* TASK REQUIREMENTS
Given the material below, repeat exactly the lines from the one containing "Draw a tight axis-aligned box around every instance of tree" through the final line, and nothing else.

* PROVIDED ENTRIES
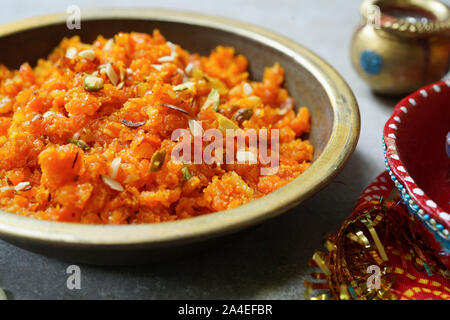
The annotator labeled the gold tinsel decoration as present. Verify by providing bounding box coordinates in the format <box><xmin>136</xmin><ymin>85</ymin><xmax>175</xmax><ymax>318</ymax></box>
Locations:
<box><xmin>305</xmin><ymin>195</ymin><xmax>449</xmax><ymax>300</ymax></box>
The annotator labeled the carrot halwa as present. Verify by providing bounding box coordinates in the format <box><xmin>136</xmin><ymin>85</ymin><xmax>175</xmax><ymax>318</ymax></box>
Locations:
<box><xmin>0</xmin><ymin>30</ymin><xmax>313</xmax><ymax>224</ymax></box>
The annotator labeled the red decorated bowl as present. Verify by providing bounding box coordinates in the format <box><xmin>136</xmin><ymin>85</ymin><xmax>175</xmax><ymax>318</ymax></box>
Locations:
<box><xmin>383</xmin><ymin>80</ymin><xmax>450</xmax><ymax>268</ymax></box>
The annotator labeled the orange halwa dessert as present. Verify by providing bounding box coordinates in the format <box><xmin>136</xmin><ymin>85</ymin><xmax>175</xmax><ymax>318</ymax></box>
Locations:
<box><xmin>0</xmin><ymin>30</ymin><xmax>313</xmax><ymax>224</ymax></box>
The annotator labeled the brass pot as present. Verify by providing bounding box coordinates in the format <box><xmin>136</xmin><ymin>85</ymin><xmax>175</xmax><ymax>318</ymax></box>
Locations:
<box><xmin>351</xmin><ymin>0</ymin><xmax>450</xmax><ymax>95</ymax></box>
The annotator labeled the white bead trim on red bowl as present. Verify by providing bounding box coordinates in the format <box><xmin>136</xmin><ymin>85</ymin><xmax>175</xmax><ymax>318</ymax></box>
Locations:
<box><xmin>383</xmin><ymin>140</ymin><xmax>450</xmax><ymax>243</ymax></box>
<box><xmin>382</xmin><ymin>80</ymin><xmax>450</xmax><ymax>252</ymax></box>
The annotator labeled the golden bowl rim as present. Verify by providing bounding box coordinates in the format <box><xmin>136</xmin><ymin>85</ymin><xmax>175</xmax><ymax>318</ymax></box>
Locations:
<box><xmin>0</xmin><ymin>8</ymin><xmax>360</xmax><ymax>246</ymax></box>
<box><xmin>360</xmin><ymin>0</ymin><xmax>450</xmax><ymax>35</ymax></box>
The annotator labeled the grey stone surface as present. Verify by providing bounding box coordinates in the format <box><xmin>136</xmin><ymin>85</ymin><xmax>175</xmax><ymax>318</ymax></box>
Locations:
<box><xmin>0</xmin><ymin>0</ymin><xmax>448</xmax><ymax>300</ymax></box>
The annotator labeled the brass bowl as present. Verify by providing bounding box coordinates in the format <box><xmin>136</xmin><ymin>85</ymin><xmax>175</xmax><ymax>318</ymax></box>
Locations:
<box><xmin>0</xmin><ymin>9</ymin><xmax>360</xmax><ymax>265</ymax></box>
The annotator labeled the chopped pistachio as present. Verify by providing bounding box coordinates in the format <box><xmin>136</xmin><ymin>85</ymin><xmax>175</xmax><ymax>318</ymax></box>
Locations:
<box><xmin>278</xmin><ymin>108</ymin><xmax>288</xmax><ymax>115</ymax></box>
<box><xmin>247</xmin><ymin>95</ymin><xmax>262</xmax><ymax>107</ymax></box>
<box><xmin>202</xmin><ymin>89</ymin><xmax>220</xmax><ymax>111</ymax></box>
<box><xmin>109</xmin><ymin>157</ymin><xmax>121</xmax><ymax>179</ymax></box>
<box><xmin>149</xmin><ymin>149</ymin><xmax>166</xmax><ymax>172</ymax></box>
<box><xmin>232</xmin><ymin>108</ymin><xmax>253</xmax><ymax>125</ymax></box>
<box><xmin>192</xmin><ymin>69</ymin><xmax>228</xmax><ymax>95</ymax></box>
<box><xmin>181</xmin><ymin>166</ymin><xmax>192</xmax><ymax>181</ymax></box>
<box><xmin>0</xmin><ymin>288</ymin><xmax>7</xmax><ymax>300</ymax></box>
<box><xmin>68</xmin><ymin>138</ymin><xmax>90</xmax><ymax>151</ymax></box>
<box><xmin>217</xmin><ymin>114</ymin><xmax>239</xmax><ymax>133</ymax></box>
<box><xmin>173</xmin><ymin>81</ymin><xmax>195</xmax><ymax>92</ymax></box>
<box><xmin>83</xmin><ymin>75</ymin><xmax>104</xmax><ymax>92</ymax></box>
<box><xmin>31</xmin><ymin>114</ymin><xmax>42</xmax><ymax>122</ymax></box>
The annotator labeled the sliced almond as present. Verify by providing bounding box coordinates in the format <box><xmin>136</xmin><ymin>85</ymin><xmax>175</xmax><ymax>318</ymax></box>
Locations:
<box><xmin>109</xmin><ymin>157</ymin><xmax>122</xmax><ymax>179</ymax></box>
<box><xmin>185</xmin><ymin>63</ymin><xmax>194</xmax><ymax>75</ymax></box>
<box><xmin>78</xmin><ymin>49</ymin><xmax>95</xmax><ymax>61</ymax></box>
<box><xmin>101</xmin><ymin>175</ymin><xmax>124</xmax><ymax>191</ymax></box>
<box><xmin>72</xmin><ymin>131</ymin><xmax>80</xmax><ymax>140</ymax></box>
<box><xmin>158</xmin><ymin>56</ymin><xmax>175</xmax><ymax>63</ymax></box>
<box><xmin>14</xmin><ymin>181</ymin><xmax>31</xmax><ymax>191</ymax></box>
<box><xmin>188</xmin><ymin>120</ymin><xmax>204</xmax><ymax>137</ymax></box>
<box><xmin>167</xmin><ymin>41</ymin><xmax>177</xmax><ymax>56</ymax></box>
<box><xmin>103</xmin><ymin>39</ymin><xmax>114</xmax><ymax>51</ymax></box>
<box><xmin>243</xmin><ymin>82</ymin><xmax>253</xmax><ymax>95</ymax></box>
<box><xmin>152</xmin><ymin>64</ymin><xmax>164</xmax><ymax>71</ymax></box>
<box><xmin>65</xmin><ymin>47</ymin><xmax>77</xmax><ymax>59</ymax></box>
<box><xmin>0</xmin><ymin>186</ymin><xmax>14</xmax><ymax>193</ymax></box>
<box><xmin>43</xmin><ymin>111</ymin><xmax>54</xmax><ymax>119</ymax></box>
<box><xmin>104</xmin><ymin>63</ymin><xmax>119</xmax><ymax>86</ymax></box>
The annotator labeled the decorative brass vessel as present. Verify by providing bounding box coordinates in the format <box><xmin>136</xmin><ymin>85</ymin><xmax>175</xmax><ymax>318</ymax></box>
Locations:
<box><xmin>351</xmin><ymin>0</ymin><xmax>450</xmax><ymax>95</ymax></box>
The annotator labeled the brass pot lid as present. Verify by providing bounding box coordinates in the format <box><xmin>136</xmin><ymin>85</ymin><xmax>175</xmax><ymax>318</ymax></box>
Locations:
<box><xmin>361</xmin><ymin>0</ymin><xmax>450</xmax><ymax>36</ymax></box>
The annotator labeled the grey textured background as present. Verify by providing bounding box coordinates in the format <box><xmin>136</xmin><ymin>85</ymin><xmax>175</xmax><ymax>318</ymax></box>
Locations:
<box><xmin>0</xmin><ymin>0</ymin><xmax>448</xmax><ymax>300</ymax></box>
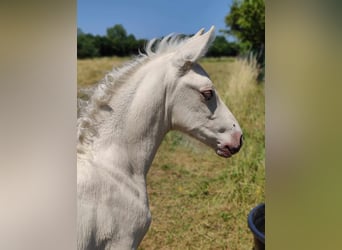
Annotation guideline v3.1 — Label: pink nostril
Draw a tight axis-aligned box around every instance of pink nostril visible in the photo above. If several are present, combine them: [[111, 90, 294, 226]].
[[227, 134, 243, 154]]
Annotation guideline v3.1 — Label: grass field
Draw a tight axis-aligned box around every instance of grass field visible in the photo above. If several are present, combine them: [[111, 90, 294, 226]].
[[78, 56, 265, 250]]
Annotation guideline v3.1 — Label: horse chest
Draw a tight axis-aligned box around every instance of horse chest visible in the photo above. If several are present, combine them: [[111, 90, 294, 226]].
[[78, 166, 151, 248]]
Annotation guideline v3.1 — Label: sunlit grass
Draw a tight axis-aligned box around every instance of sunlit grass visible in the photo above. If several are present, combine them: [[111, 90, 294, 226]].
[[77, 56, 129, 88], [77, 56, 265, 250]]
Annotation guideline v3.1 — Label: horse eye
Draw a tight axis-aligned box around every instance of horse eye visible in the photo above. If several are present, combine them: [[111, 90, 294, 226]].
[[201, 90, 213, 101]]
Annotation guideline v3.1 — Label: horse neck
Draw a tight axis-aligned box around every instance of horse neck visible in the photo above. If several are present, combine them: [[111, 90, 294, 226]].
[[92, 57, 172, 178]]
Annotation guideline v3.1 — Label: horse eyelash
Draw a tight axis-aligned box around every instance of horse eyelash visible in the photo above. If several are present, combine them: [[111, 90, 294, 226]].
[[201, 90, 214, 101]]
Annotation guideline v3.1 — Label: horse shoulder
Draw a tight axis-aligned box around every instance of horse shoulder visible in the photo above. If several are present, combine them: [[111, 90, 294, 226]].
[[77, 160, 151, 249]]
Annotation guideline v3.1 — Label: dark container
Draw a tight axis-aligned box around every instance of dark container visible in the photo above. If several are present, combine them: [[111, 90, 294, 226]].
[[247, 203, 265, 250]]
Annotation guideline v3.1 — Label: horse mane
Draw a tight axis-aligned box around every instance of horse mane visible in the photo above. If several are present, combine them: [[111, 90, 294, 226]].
[[77, 33, 191, 155]]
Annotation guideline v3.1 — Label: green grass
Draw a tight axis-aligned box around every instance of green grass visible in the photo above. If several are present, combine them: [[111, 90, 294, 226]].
[[77, 56, 265, 250]]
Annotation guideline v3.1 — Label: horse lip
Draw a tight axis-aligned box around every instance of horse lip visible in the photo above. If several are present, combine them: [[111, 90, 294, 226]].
[[216, 147, 232, 158]]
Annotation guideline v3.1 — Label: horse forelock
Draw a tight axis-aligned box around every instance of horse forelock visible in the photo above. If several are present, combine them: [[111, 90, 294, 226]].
[[77, 33, 192, 155], [144, 33, 190, 57]]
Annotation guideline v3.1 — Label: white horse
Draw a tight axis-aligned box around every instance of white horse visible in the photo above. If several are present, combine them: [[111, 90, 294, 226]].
[[77, 26, 243, 250]]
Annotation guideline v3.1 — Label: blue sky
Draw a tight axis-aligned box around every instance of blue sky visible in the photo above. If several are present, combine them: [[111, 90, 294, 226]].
[[77, 0, 233, 39]]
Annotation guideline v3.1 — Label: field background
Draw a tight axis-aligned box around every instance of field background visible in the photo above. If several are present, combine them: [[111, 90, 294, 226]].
[[78, 56, 265, 250]]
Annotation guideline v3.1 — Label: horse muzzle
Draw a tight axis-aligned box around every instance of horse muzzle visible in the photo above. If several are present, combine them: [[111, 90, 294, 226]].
[[216, 134, 243, 158]]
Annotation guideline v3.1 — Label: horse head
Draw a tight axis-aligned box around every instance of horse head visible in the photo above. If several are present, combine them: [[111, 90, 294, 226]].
[[168, 26, 243, 158]]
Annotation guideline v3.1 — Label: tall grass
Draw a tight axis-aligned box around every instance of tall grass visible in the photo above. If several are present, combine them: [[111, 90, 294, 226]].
[[77, 56, 264, 250], [77, 56, 129, 88], [227, 54, 260, 96]]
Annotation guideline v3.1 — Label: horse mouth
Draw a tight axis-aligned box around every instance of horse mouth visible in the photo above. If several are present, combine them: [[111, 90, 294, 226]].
[[216, 147, 232, 158]]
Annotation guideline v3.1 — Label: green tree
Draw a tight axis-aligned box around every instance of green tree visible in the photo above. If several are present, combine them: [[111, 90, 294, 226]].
[[207, 36, 239, 57], [105, 24, 147, 56], [107, 24, 127, 40], [225, 0, 265, 63], [77, 32, 99, 58], [106, 24, 128, 56], [93, 35, 112, 57]]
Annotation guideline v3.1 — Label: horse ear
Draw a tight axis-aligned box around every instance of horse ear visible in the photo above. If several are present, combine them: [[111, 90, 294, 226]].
[[193, 28, 205, 37], [174, 26, 215, 67]]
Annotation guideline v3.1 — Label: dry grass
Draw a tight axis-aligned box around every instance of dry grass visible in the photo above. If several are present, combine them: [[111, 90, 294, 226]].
[[77, 57, 129, 88], [227, 55, 260, 95], [77, 56, 265, 250]]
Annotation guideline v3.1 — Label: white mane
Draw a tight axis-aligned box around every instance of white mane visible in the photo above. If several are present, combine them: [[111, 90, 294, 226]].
[[144, 33, 190, 57], [77, 33, 192, 155]]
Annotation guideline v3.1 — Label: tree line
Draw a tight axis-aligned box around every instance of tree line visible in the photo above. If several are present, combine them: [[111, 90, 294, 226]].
[[77, 24, 240, 59], [78, 0, 264, 63]]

* SOLUTION FOR THIS TASK
Draw a tight axis-aligned box around every instance of tree line visible in the photo above. If several are present, combine them: [[111, 90, 294, 226]].
[[77, 24, 240, 59], [78, 0, 264, 63]]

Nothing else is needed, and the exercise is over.